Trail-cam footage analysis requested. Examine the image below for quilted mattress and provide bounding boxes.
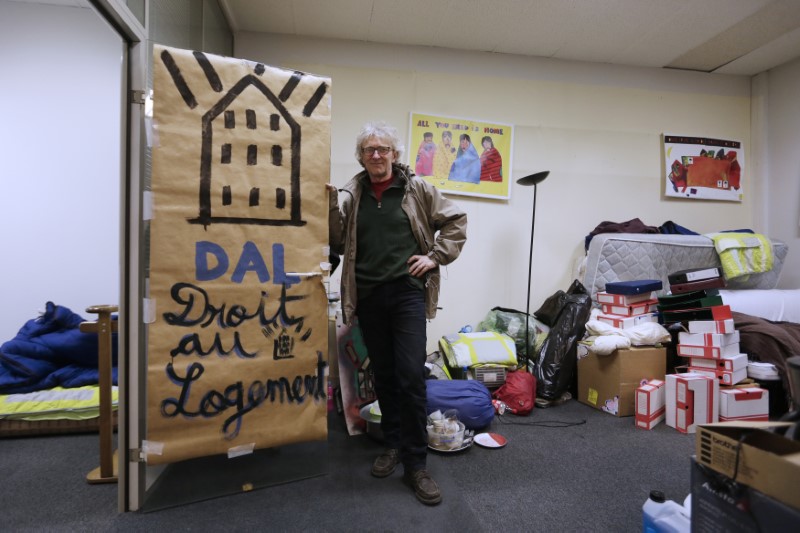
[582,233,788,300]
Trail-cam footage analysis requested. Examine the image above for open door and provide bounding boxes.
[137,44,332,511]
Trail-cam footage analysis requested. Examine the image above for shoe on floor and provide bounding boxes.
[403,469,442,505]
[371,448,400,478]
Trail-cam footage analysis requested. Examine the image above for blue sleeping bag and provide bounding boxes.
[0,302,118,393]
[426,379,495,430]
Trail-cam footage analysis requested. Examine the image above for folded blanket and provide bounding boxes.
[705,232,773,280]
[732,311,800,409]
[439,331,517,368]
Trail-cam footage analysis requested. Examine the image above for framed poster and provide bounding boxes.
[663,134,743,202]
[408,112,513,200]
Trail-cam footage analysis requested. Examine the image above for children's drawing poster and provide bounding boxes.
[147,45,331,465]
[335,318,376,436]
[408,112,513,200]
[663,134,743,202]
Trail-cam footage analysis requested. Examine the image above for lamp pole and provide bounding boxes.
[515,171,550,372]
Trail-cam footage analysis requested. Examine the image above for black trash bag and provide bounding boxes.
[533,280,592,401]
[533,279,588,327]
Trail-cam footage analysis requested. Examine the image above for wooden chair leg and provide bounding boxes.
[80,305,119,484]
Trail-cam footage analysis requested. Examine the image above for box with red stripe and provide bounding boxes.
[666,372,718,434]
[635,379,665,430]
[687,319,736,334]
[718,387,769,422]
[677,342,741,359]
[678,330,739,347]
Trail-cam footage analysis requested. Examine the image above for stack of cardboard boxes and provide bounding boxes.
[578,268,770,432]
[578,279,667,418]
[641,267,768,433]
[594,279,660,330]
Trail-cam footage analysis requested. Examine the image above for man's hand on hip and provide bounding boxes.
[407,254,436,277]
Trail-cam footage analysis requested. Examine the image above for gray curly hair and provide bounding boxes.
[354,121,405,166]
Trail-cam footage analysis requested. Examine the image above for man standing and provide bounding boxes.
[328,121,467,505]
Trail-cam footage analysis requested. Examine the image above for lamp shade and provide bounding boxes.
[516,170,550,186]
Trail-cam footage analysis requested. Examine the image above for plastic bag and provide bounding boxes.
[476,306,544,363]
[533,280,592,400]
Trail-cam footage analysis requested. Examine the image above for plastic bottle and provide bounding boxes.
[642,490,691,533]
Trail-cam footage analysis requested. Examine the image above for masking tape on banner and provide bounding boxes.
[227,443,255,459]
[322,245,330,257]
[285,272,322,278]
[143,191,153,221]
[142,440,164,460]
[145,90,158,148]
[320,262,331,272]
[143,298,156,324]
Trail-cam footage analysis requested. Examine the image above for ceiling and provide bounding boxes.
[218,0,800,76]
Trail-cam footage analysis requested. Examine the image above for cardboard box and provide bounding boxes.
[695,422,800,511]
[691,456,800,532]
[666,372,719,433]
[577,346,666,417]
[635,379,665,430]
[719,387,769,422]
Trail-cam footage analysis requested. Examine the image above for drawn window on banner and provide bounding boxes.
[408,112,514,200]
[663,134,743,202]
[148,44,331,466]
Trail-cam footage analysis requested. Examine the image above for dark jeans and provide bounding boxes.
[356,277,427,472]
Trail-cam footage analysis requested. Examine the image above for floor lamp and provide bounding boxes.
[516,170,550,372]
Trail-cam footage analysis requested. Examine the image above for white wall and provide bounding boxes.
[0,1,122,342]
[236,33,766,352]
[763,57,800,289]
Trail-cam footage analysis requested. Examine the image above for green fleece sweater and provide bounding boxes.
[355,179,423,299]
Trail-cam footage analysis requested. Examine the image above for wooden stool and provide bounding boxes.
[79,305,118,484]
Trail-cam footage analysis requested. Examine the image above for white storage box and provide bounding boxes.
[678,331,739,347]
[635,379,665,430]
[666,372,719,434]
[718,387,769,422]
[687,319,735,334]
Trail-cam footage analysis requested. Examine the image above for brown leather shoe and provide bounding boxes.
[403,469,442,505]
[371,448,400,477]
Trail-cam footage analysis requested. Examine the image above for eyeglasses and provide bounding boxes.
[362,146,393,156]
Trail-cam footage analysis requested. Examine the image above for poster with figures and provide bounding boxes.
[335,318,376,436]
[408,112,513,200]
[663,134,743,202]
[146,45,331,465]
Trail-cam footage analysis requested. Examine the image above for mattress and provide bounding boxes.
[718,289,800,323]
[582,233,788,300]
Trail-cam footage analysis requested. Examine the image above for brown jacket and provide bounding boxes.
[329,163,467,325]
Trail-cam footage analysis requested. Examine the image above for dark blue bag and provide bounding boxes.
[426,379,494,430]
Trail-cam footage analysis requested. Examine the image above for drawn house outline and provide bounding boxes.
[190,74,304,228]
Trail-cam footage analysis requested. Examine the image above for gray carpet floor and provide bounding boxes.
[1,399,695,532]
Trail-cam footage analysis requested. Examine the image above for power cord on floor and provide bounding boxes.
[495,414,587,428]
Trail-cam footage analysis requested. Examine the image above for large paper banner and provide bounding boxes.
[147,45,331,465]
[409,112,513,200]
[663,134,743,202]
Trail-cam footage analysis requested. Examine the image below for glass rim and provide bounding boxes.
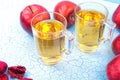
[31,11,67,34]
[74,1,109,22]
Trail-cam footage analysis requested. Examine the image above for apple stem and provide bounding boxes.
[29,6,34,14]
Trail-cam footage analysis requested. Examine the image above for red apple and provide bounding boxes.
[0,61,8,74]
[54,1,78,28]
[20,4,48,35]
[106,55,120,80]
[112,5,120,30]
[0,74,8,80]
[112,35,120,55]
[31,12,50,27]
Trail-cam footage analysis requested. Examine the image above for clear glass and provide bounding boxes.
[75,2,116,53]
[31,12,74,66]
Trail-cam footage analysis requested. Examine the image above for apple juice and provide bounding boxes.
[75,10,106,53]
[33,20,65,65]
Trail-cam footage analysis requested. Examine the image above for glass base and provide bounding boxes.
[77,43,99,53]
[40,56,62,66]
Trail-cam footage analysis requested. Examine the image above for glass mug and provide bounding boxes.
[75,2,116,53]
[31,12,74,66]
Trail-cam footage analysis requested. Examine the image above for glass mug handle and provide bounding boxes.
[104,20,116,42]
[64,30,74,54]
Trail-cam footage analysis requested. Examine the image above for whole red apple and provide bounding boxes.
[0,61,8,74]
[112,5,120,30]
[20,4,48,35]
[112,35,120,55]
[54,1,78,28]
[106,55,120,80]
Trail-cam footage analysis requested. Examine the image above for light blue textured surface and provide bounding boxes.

GOAL OF THE EXERCISE:
Copy the data above line for line, skipping every picture.

SOLUTION:
Trail-cam footage analysis requested. Examine the image below for quilted mattress and provide bounding boxes.
[582,233,788,300]
Trail-cam footage analysis requested. Examine the image above for open door and provide bounding boxes.
[137,44,332,511]
Trail-cam footage analysis requested. Examine the image above for shoe on floor and provide bounding boxes.
[403,469,442,505]
[371,448,400,478]
Trail-cam footage analysis requested. Examine the image above for blue sleeping bag and provide bounding boxes.
[0,302,118,393]
[426,379,495,430]
Trail-cam footage analysis requested. Examine the image above for folded blanket and provide bounding boxes.
[705,232,773,280]
[732,311,800,409]
[439,331,517,368]
Trail-cam footage analysis requested. Examine the image above for framed poster and provide bounding boxes.
[663,134,743,202]
[408,112,513,200]
Trail-cam footage analysis requested. Examine the image above for children's drawing poster and provide bounding boxes.
[147,45,331,465]
[335,318,376,436]
[408,112,513,200]
[663,134,743,202]
Trail-cam footage analysis requested. Examine the image above for lamp pole and provide bounding boxes.
[515,171,550,372]
Trail-cam footage analysis requested. Examine the image above for black trash bag and provide bounding boxes.
[533,280,592,401]
[533,279,588,327]
Trail-cam footage analysis requested. Examine the image above for wooden chair leg and provide bounding boxes.
[80,305,119,484]
Trail-cam footage analysis requested. Examine the image above for box with red stripe and provide bounding boxes.
[666,372,718,434]
[635,379,665,430]
[687,319,736,334]
[718,387,769,422]
[677,342,741,359]
[678,330,739,347]
Trail-cam footage analysis requested. Examine the image above for stack of cardboard boxes and provide bounding boxes.
[578,268,770,432]
[578,279,667,418]
[641,267,768,433]
[594,279,660,330]
Trail-cam footage analysis requested. Examine the image above for man's hand on hip and provide bounding boxes.
[407,254,436,277]
Trail-cam footage analysis requested. Examine the image above for gray curly hair and provide bounding boxes.
[354,121,405,166]
Trail-cam footage analysis requested. Examine the image above for man standing and provide bounding boxes.
[328,121,467,505]
Trail-cam footage analysis requested. Examine the image above for lamp shade and provide bounding boxes.
[516,170,550,186]
Trail-cam footage analysis requested. Examine the image above for plastic bag and provide bounding boxes.
[476,306,544,363]
[533,280,592,400]
Trail-cam footage analysis requested. Examine the image above for plastic bottle and provide bounding boxes.
[642,490,691,533]
Trail-cam footage analysis requested. Examine the image above for masking tape on banner and provide bounding boxes.
[227,443,255,459]
[322,245,330,257]
[285,272,322,278]
[143,191,153,221]
[142,440,164,460]
[145,90,158,148]
[320,262,331,272]
[143,298,156,324]
Trail-cam footage analysis requested. Examine the image above for ceiling and provide bounding boxes.
[218,0,800,76]
Trail-cam footage analysis requested. Examine the image above for cardboard box and provide bounding boxes.
[695,422,800,511]
[691,456,800,532]
[666,372,719,433]
[577,346,666,417]
[635,379,665,430]
[719,387,769,422]
Trail-cam footage analysis requested. Examine the image above for drawn window on banner and provide bounding boxes.
[408,112,514,200]
[663,134,743,202]
[148,44,331,466]
Trail-cam footage analysis requested. Examine the image above for dark jeans and provide bounding boxes.
[356,277,427,472]
Trail-cam footage analysis requested. Examine the image above for floor lamp and provide bounding boxes.
[516,170,550,372]
Trail-cam footage analysis requested. Examine the image above for white wall and provide bounding boxes.
[0,1,122,342]
[236,33,766,352]
[763,57,800,289]
Trail-cam footage analysis requested. Examine the image above for green fleece sweater and provide bounding boxes.
[355,179,423,299]
Trail-cam footage analysis requested. Examine the image above for wooden stool and provide bounding boxes.
[79,305,118,484]
Trail-cam footage analysis requested. Examine the image above for white storage box and provide bounding boxes.
[678,331,739,347]
[635,379,665,430]
[666,372,719,434]
[718,387,769,422]
[687,319,735,334]
Trail-cam footage analysis requested. Examine the image above for brown leather shoe and provide bounding boxes.
[403,469,442,505]
[371,448,400,477]
Trail-cam footage analysis requested. Examine the image above for eyeglasses and provide bounding boxes.
[362,146,393,156]
Trail-cam footage analysis requested. Examine the image above for poster with figures and provide bounding boxes.
[335,318,376,436]
[408,112,513,200]
[663,134,743,202]
[146,45,331,465]
Trail-cam footage analysis requested. Examine the image above for mattress and provide bounding boxes.
[718,289,800,323]
[582,233,788,300]
Trail-cam footage analysis requested. Examine the image above for brown jacket and provide bounding boxes.
[329,163,467,325]
Trail-cam footage analysis requested. Examine the image above for dark blue bag and provide bounding boxes.
[426,379,494,430]
Trail-cam footage analysis requested. Examine the image above for drawn house outline and provide bounding boxes.
[190,74,304,228]
Trail-cam footage analysis requested. Examine the image above for gray carpet floor and provide bounding boxes.
[1,399,695,532]
Trail-cam footage analysis requested. Examine the image above for power cord on floor and provide bounding boxes.
[495,414,587,428]
Trail-cam footage analysis requested. Examine the image above for large paper banner and provide bounding boxes.
[147,45,331,465]
[409,112,513,200]
[663,134,743,202]
Trail-cam footage analysis requested. Examine the image below for glass rim and provide bounding boxes.
[31,11,67,34]
[74,1,109,22]
Trail-cam footage analysis requested. Examine the image above for apple stem and provide bounding boxes.
[29,6,34,14]
Trail-cam footage analysis requested. Examine the image above for red apple and provide bounding boxes.
[0,61,8,74]
[54,1,78,28]
[20,4,48,35]
[106,55,120,80]
[112,5,120,30]
[0,74,8,80]
[112,35,120,55]
[31,12,50,27]
Trail-cam footage analysis requested. Examine the image above for clear glass and provide bounding boxes.
[75,2,116,53]
[31,12,74,66]
Trail-cam footage analysis requested. Examine the image above for apple juice and provide bounding boxes.
[75,10,106,53]
[33,20,65,65]
Trail-cam footage analysis requested. Examine the image above for glass base and provide bounding boxes.
[77,43,99,53]
[40,56,62,66]
Trail-cam footage analysis requested. Examine the image above for glass mug and provide bounding boxes.
[75,2,116,53]
[31,12,74,66]
Trail-cam footage analysis requested. Examine the image above for glass mug handle and provide bounding boxes.
[104,20,116,42]
[64,30,74,54]
Trail-cam footage analysis requested. Examine the image above for whole red apple and provide bounding boxes.
[0,61,8,74]
[112,5,120,30]
[20,4,48,35]
[112,35,120,55]
[54,1,78,28]
[106,55,120,80]
Trail-cam footage analysis requested. Examine the image above for light blue textured surface and provide bounding boxes.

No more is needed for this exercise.